* **INSTRUCTION**
Carry on the online discussion about an employee's level being capped because of location in Europe, adding new text after its final comment.

* **EXCERPTED PASSAGE**
────

Ask HN: What to do if your FAANG is levelling you according to your nationality?
When pressed, the other manager (who talked to my manager, with both being supportive) let leak that HR did not want to raise my level any further due to my location in Europe.
I have been here for four years and got steady raises and level increases throughout (ranked in top 3 performers for a team of 25).
Am overall royally frustrated by this, since it likely means it's implicitly the end of my career track.
I vested yesterday, so am considering leaving for a smaller company and saving myself the aggravation altogether.
What would you do?
(EDIT: I have been intentionally vague in some parts, but I am an EU citizen, currently fully remote, working for a US company on international projects. I also have a rare set of skills that I cannot go into, but which my new team values highly).
25 comments
[ 3.6 ms ] story [ 59.6 ms ] threadA company taking location into account is very different from treating you differently based on your nationality.
$20k raise is peanuts in US tech. If you're in it to chase the greenback, suck it up, transfer to US on L1 asap, get green card in 2-3y, get $100-200k raise on your first job hop after it.
Paying people living in one place more than people living in another place for the same work is a slippery slope that harms the interests of workers when it becomes acceptable practice across the industry. Maybe resisting the absurdity here could be your act of solidarity with those who are in the same position but without the freedom to speak out about it.
In general I do rather have the impression that the best way to have a "career" is to change employer every few years. I'd say, go for it.
Note also that take-home pay might be very different due to employer costs (If you pay some one X, and it costs X+D in one place, in a different country/place, maybe for the same cost, the take home pay might very well be X/2 just because the "D" part inflates due to local regulation...).
Not saying this is a good thing, just pointing out it is already happening (i.e. it's slipped all the way down already!).

────

* **PROVIDED MATERIAL**
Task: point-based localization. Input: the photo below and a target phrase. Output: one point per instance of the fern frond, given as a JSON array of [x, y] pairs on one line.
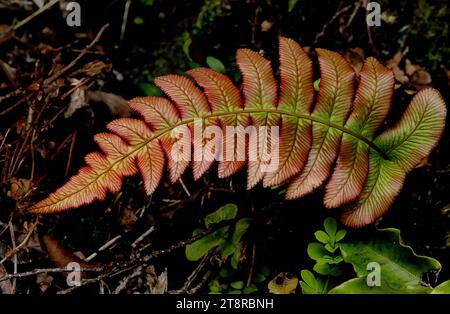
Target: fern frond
[[338, 137]]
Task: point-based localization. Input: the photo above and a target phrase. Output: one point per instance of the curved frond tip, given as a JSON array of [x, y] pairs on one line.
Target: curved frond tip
[[273, 128]]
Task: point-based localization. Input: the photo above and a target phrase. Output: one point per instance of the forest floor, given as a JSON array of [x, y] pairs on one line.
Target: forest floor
[[60, 85]]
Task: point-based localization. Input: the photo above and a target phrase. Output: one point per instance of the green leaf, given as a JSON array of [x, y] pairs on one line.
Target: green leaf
[[311, 284], [150, 89], [401, 270], [340, 235], [237, 285], [283, 284], [383, 183], [291, 5], [215, 64], [225, 273], [233, 245], [443, 288], [214, 286], [322, 269], [240, 229], [250, 289], [187, 41], [196, 250], [316, 85], [138, 20], [316, 251], [259, 278], [321, 236], [330, 226], [235, 259], [417, 132], [330, 248], [224, 213]]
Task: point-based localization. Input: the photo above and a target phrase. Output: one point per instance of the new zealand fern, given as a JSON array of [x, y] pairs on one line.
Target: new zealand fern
[[338, 135]]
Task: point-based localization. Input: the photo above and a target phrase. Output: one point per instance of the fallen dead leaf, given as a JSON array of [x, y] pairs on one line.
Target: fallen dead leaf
[[284, 283], [5, 286], [19, 187], [116, 104], [156, 284]]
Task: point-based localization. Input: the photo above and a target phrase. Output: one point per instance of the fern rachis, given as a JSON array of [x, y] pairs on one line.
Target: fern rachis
[[336, 138]]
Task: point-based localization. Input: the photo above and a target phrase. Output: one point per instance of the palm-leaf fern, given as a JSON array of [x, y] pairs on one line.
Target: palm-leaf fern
[[338, 136]]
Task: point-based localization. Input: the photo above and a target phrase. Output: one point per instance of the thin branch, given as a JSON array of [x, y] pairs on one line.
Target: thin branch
[[104, 247], [48, 270], [21, 245], [35, 14], [335, 16], [74, 61]]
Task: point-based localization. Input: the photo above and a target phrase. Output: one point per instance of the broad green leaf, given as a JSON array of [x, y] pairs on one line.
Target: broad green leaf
[[215, 64], [196, 250], [331, 248], [401, 270], [224, 213], [316, 251], [322, 236], [340, 235], [237, 285], [150, 89], [443, 288], [225, 273], [250, 289], [311, 284], [327, 269], [330, 226]]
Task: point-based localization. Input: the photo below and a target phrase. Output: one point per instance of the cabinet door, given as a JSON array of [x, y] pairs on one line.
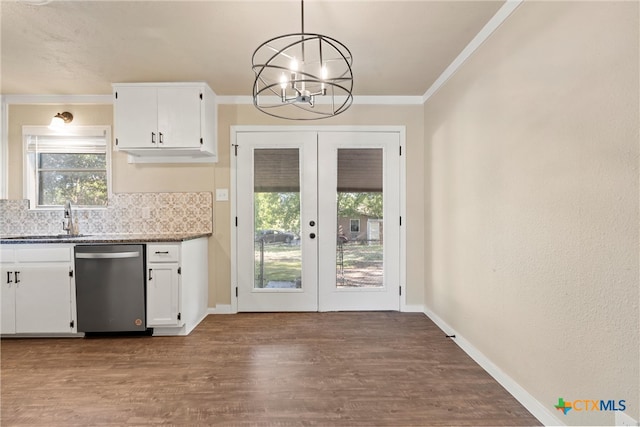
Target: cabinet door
[[179, 117], [136, 117], [8, 301], [163, 295], [43, 299]]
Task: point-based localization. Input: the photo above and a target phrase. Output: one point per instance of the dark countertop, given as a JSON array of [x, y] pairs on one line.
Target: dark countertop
[[102, 238]]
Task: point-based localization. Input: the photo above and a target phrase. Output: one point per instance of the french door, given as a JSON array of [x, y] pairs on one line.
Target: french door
[[317, 221]]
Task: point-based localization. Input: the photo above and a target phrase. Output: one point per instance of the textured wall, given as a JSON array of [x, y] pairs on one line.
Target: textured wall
[[534, 188]]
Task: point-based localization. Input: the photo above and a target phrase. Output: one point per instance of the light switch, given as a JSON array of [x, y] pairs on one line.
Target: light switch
[[222, 194]]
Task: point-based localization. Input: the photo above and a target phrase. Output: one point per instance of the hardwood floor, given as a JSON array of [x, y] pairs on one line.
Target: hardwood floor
[[277, 369]]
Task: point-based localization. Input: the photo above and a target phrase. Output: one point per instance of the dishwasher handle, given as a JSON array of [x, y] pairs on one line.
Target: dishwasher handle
[[107, 255]]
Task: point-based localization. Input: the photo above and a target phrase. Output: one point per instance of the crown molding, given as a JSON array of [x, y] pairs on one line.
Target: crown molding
[[57, 99], [501, 15], [357, 100]]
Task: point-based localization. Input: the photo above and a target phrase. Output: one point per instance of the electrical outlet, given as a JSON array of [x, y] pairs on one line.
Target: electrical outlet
[[622, 419]]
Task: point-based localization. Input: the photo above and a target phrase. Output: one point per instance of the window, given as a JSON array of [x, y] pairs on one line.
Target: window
[[72, 164]]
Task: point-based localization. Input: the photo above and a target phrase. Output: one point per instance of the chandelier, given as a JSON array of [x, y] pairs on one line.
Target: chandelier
[[302, 76]]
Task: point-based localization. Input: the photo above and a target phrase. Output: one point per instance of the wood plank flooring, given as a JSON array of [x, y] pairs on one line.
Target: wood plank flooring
[[282, 369]]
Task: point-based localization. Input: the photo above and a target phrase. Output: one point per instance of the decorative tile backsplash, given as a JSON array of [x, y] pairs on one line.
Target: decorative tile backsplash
[[127, 213]]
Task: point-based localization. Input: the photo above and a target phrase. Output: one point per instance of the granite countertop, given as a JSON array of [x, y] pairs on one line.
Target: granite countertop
[[102, 238]]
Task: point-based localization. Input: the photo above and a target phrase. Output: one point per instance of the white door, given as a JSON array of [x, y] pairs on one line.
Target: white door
[[359, 182], [277, 252], [179, 117], [304, 200], [43, 299]]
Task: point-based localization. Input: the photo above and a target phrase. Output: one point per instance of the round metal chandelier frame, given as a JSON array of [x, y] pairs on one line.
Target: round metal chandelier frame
[[302, 76]]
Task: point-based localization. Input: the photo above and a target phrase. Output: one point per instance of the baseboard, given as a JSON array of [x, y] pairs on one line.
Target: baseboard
[[410, 308], [220, 309], [533, 405]]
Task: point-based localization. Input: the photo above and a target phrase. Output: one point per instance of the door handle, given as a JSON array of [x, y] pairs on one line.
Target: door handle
[[107, 255]]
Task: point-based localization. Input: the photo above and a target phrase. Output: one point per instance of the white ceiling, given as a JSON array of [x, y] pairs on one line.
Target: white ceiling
[[81, 47]]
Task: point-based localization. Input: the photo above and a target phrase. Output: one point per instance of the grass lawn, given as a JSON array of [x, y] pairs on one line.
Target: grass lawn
[[282, 262]]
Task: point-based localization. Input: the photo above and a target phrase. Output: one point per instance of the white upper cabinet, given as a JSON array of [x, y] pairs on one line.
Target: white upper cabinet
[[165, 122]]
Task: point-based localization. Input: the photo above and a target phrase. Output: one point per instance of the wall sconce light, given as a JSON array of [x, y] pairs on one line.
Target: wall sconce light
[[61, 119]]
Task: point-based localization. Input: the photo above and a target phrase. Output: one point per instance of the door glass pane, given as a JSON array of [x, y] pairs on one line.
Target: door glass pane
[[276, 197], [359, 254]]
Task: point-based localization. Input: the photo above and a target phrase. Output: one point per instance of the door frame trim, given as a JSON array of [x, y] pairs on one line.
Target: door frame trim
[[234, 130]]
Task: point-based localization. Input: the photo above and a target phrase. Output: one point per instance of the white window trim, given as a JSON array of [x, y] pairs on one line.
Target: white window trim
[[28, 180]]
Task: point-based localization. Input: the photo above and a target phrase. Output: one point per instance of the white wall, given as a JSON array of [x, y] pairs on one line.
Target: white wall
[[533, 152]]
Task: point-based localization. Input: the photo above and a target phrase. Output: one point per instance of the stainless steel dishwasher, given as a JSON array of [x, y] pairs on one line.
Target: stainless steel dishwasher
[[110, 288]]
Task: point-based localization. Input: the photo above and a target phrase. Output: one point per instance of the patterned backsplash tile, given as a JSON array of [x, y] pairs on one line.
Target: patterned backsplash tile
[[126, 213]]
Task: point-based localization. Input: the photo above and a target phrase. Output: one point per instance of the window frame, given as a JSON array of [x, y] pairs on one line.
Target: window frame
[[29, 162]]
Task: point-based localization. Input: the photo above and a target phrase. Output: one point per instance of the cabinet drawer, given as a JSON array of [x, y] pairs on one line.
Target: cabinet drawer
[[56, 253], [6, 255], [163, 253]]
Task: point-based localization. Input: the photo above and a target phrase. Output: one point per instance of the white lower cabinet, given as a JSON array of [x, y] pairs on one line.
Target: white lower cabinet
[[38, 289], [163, 288], [177, 286]]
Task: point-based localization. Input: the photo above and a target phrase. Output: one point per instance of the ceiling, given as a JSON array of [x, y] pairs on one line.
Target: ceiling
[[81, 47]]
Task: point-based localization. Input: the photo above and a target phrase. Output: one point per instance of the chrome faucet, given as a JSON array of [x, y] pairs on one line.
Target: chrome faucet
[[67, 222]]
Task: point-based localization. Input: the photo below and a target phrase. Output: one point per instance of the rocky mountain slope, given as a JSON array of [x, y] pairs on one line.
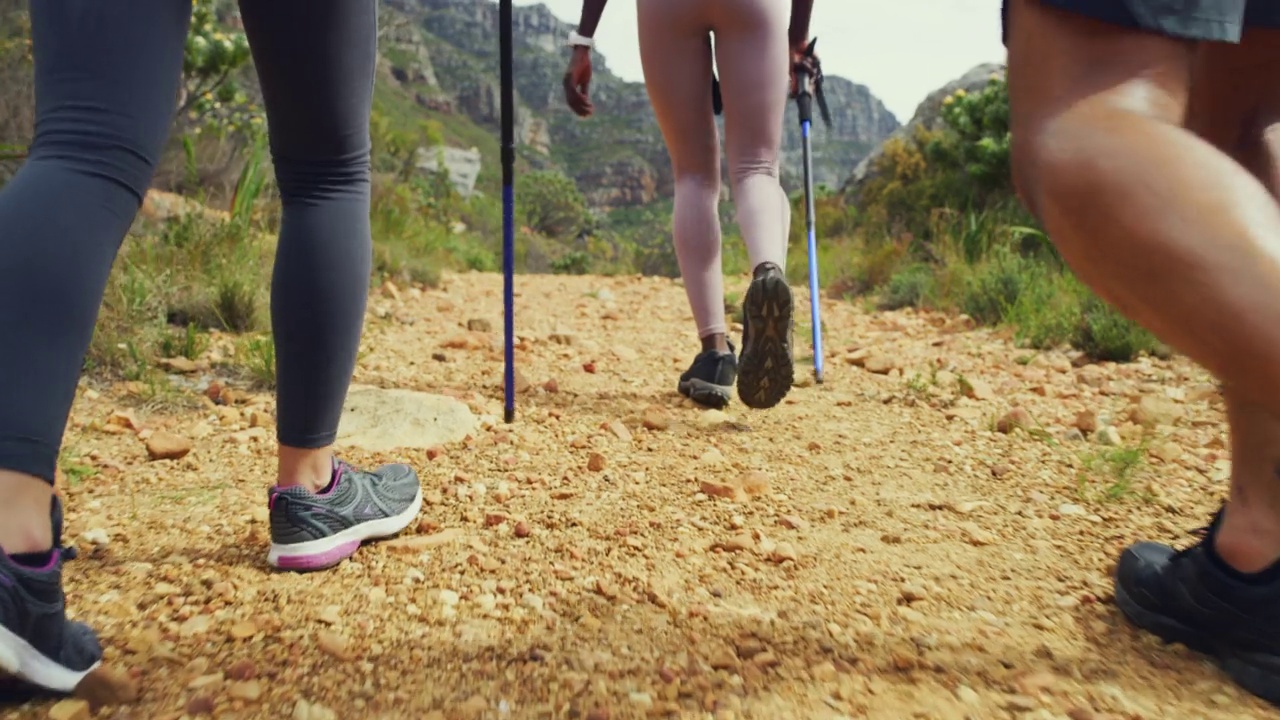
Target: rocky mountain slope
[[928, 114], [443, 54]]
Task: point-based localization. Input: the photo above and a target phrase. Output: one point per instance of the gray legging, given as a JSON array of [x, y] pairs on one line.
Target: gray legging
[[106, 81]]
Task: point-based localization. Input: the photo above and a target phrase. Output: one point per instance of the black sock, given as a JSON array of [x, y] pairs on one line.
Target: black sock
[[33, 560], [1262, 577]]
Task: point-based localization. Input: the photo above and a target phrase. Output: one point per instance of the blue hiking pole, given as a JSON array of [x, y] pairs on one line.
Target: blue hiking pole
[[508, 209], [809, 89]]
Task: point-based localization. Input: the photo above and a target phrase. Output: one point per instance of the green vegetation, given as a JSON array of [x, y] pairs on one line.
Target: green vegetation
[[940, 227]]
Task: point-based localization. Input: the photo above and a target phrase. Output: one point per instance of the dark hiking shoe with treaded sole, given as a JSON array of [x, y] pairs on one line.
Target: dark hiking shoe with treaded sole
[[312, 531], [1194, 598], [766, 369], [37, 643], [709, 379]]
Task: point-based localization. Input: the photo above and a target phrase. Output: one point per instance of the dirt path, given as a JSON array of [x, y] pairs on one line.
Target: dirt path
[[869, 548]]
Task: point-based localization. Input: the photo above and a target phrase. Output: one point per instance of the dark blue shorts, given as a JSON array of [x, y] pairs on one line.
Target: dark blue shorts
[[1219, 21]]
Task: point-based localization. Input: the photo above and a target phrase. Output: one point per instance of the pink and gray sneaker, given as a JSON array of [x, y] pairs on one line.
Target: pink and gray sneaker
[[312, 531]]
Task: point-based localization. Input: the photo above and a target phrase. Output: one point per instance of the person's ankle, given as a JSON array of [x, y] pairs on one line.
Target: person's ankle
[[24, 520], [717, 341], [1247, 541], [309, 468]]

────

* **ANSWER TO THE TASK**
Except they then make the same profit in both markets.
Take for example the cloud market: VM pricing is mostly the same in the us or Europe or Asia. Same for non-vm prices.
Apply to another company, and let your manager and HR know that you are ready to leave if you aren't treated well.
Sounds like you have a good relationship with your manager so they would probably be a good reference. If making FAANG money in EU means you have golden handcuffs (e.g. local market is much lower paid) then you might be searching for a while.
> What to do if your FAANG is levelling you according to your nationality?
Your nationality has absolutely nothing to do with it. If you're not happy with your level, earn a promo or leave for some other company willing to uplevel you on hire.
Transfers were expected to be for same pay etc (caveat any regional adjustment), and maybe something would happen at the next review. Different groups competing for the same external hire weren't supposed to offer different pay either, from what I heard.
While I do like the recommendation to get an external offer, there might not be time for that. Another option is to refuse the internal offer and stay with your current team. Honestly, hiring is hard. If the manager has to go back to the well and either restart the interview process or hire his not preferred alternative, that might motivate them to knock something loose.
Good luck.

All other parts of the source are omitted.